-- Opening Marker --
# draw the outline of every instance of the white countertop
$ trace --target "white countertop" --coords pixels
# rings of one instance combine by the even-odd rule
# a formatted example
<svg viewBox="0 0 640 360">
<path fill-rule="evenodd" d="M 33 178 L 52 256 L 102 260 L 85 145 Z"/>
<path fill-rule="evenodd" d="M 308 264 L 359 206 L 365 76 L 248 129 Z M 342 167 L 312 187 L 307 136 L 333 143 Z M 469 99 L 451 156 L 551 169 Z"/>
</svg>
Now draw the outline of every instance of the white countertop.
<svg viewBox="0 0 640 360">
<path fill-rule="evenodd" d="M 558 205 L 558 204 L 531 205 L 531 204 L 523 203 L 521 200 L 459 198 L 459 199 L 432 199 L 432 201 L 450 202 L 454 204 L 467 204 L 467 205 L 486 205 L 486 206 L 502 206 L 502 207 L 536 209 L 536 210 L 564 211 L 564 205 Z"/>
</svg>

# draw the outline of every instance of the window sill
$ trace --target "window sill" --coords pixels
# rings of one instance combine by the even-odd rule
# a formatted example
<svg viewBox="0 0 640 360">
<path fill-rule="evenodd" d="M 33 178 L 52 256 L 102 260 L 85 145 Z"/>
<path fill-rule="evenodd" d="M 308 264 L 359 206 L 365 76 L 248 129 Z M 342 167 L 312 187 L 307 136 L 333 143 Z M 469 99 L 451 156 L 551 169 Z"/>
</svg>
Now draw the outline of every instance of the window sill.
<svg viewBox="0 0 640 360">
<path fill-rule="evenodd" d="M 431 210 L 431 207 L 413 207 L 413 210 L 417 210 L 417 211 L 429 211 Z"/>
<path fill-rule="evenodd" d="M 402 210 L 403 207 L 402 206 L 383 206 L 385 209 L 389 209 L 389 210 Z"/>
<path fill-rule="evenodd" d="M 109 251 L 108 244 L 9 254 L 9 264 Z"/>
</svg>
-- Closing Marker --
## TASK DIRECTIONS
Pull every line containing "pixels" from the data.

## COMPLETED TASK
$ trace --target "white countertop" --coords pixels
$ trace --target "window sill" --coords pixels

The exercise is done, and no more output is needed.